● RECORDS SHOWN
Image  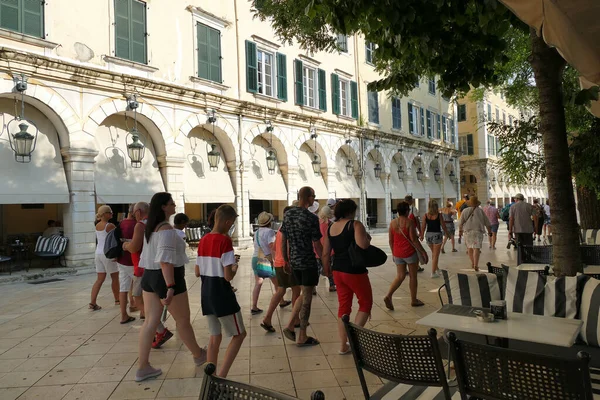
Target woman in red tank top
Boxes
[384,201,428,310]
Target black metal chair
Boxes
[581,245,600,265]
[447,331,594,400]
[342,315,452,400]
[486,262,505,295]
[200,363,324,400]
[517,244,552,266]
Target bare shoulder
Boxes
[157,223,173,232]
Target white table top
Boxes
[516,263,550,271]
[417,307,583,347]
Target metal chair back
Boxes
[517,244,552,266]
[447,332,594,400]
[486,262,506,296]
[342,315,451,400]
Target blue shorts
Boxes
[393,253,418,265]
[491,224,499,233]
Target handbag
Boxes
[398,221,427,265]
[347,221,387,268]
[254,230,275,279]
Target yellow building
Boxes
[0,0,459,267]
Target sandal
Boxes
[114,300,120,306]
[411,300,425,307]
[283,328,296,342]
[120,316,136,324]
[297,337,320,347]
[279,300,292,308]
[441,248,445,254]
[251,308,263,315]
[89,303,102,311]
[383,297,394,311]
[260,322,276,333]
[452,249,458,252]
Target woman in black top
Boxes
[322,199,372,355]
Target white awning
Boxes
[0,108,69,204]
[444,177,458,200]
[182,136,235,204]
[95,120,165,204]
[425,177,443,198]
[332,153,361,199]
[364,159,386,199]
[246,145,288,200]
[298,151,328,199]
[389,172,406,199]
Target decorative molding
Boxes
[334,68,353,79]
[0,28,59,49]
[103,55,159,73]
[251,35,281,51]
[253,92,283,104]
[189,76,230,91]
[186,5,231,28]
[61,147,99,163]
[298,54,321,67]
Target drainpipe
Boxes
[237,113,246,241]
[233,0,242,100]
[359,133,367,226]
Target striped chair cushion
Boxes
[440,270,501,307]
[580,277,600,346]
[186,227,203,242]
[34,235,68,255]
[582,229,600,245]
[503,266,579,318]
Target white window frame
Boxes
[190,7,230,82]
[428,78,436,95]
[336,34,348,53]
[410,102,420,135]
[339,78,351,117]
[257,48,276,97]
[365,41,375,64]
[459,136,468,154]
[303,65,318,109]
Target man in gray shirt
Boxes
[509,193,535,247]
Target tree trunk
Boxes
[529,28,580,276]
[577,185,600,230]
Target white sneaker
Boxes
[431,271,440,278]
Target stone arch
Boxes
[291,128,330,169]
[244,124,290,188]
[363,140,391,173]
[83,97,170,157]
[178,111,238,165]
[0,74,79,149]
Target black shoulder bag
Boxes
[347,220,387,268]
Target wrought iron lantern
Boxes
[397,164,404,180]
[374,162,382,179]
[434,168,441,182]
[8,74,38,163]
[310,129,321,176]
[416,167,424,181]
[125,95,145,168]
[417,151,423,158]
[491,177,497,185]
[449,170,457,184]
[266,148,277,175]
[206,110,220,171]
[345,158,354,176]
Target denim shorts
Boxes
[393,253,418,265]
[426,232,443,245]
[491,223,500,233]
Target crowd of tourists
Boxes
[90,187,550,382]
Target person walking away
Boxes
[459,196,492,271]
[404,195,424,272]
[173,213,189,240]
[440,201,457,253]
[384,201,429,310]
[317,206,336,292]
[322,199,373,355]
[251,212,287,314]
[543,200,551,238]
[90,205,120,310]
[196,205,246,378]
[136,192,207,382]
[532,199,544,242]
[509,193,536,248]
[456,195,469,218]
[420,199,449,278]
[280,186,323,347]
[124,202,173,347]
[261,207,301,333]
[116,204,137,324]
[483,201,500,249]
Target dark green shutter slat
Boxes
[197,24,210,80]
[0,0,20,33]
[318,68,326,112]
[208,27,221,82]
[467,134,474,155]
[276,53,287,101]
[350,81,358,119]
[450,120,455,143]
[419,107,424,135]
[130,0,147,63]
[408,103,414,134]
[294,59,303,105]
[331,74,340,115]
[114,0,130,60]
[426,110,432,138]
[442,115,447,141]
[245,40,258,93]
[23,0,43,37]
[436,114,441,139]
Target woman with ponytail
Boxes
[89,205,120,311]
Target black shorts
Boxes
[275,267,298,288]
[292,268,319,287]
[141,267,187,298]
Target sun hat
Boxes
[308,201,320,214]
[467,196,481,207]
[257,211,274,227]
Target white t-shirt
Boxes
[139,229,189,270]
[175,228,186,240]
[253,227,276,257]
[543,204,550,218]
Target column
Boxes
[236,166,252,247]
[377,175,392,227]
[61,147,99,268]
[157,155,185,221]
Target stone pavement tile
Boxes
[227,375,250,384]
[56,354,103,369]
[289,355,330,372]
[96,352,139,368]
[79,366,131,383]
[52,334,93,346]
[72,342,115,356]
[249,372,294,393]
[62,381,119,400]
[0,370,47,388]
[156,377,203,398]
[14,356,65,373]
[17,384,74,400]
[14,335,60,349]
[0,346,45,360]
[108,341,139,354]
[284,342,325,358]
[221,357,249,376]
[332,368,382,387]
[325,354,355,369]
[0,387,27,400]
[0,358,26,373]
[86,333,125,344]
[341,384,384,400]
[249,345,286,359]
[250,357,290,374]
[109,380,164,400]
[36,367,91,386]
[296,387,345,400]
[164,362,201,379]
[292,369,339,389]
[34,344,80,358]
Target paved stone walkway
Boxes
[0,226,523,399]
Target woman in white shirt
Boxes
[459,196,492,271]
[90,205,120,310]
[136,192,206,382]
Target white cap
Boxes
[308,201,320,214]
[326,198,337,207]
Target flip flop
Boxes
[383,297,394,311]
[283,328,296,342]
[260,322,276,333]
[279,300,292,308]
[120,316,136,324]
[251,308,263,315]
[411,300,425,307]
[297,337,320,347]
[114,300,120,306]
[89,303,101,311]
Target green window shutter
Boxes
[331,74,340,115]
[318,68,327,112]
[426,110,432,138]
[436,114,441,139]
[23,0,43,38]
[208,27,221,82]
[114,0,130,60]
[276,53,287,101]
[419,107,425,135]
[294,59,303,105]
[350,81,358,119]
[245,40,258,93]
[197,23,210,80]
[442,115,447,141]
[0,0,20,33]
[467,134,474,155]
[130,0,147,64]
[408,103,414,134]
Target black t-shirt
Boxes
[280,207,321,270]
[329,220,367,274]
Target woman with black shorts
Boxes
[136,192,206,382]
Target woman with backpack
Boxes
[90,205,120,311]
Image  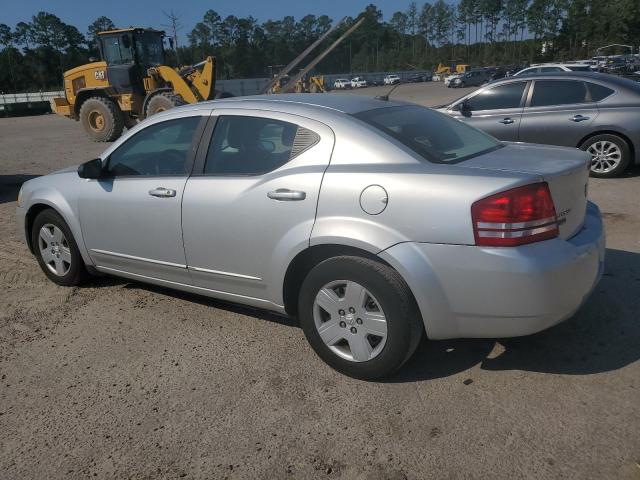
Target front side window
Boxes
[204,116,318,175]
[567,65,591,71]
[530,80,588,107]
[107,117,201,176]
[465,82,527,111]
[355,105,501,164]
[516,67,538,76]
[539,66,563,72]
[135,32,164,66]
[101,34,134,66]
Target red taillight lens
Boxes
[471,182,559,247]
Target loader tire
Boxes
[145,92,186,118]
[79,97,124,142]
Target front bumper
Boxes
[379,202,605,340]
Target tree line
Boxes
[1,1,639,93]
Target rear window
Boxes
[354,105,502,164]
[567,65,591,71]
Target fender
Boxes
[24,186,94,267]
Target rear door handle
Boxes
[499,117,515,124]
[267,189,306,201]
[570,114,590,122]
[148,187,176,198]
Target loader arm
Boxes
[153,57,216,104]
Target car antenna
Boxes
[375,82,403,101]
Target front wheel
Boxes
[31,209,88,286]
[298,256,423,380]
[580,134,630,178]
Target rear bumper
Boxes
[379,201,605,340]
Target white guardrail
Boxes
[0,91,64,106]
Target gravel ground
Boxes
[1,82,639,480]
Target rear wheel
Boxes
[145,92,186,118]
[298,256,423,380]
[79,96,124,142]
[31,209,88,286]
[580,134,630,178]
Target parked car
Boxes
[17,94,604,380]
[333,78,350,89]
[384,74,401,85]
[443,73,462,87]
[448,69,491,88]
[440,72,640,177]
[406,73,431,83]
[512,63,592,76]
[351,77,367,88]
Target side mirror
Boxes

● TASK GOAL
Leave out all pictures and output each line exactly, from the top of the records through the line that holds "Target decorative molding".

● EXERCISE SOLUTION
Image  
Target woman in red tank top
Boxes
[384,201,428,310]
Target black metal chair
Boxes
[581,245,600,265]
[447,331,594,400]
[342,315,452,400]
[486,262,505,295]
[200,363,324,400]
[517,244,552,266]
Target bare shoulder
Boxes
[157,223,173,232]
Target white table top
Boxes
[516,263,550,271]
[417,307,583,347]
Target metal chair back
Boxes
[517,244,552,266]
[447,332,594,400]
[486,262,506,296]
[342,315,451,400]
Target blue shorts
Boxes
[393,253,418,265]
[491,224,499,233]
Target handbag
Boxes
[398,221,427,265]
[347,221,387,268]
[254,230,275,279]
Target yellow building
Boxes
[0,0,459,267]
Target sandal
Boxes
[114,300,120,306]
[411,300,425,307]
[283,328,296,342]
[120,316,136,324]
[297,337,320,347]
[279,300,292,308]
[441,248,445,254]
[251,308,263,315]
[89,303,102,311]
[383,297,394,311]
[260,322,276,333]
[452,249,458,252]
Target woman in black top
Boxes
[322,199,372,355]
Target white awning
Boxes
[0,108,69,204]
[444,177,458,200]
[182,136,235,204]
[95,120,165,204]
[425,177,443,198]
[332,153,361,199]
[364,159,386,199]
[246,145,288,200]
[298,151,328,199]
[389,172,406,199]
Target decorative molding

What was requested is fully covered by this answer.